▸ **REQUIREMENT**: Which lines below include the string "pointer"? Please show each one.

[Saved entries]
★ ★ ★ ★ ★ ★ ★

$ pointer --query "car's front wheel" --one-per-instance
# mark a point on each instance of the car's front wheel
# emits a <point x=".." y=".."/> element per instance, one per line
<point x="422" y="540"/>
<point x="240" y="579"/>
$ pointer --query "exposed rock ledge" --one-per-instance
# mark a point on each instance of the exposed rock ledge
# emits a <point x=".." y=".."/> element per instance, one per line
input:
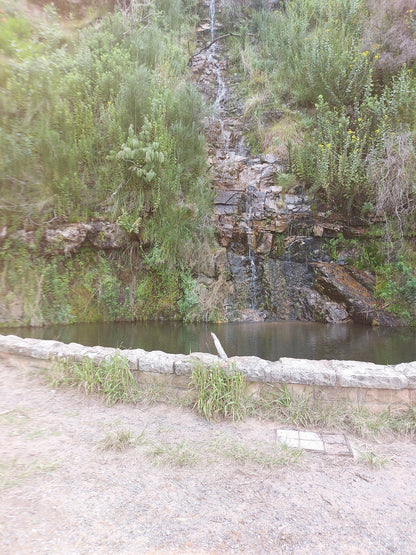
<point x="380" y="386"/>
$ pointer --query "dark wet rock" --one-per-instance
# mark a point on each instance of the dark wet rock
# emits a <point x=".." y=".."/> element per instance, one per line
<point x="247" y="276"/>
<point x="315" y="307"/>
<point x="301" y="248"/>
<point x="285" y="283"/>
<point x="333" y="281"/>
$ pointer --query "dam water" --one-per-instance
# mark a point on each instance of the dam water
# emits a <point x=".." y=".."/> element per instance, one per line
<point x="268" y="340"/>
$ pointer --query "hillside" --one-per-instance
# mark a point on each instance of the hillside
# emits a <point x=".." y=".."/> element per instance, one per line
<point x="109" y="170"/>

★ ★ ★ ★ ★ ★ ★

▸ **WRITTEN RESPONSE**:
$ pointer --query "car's front wheel" --one-per-instance
$ pointer --query "exposed rock ledge" --one-per-instance
$ pointer --query "dark wet rock" --one-per-instance
$ pointer --query "dam water" --one-per-instance
$ pointer --query "hillside" --one-per-instance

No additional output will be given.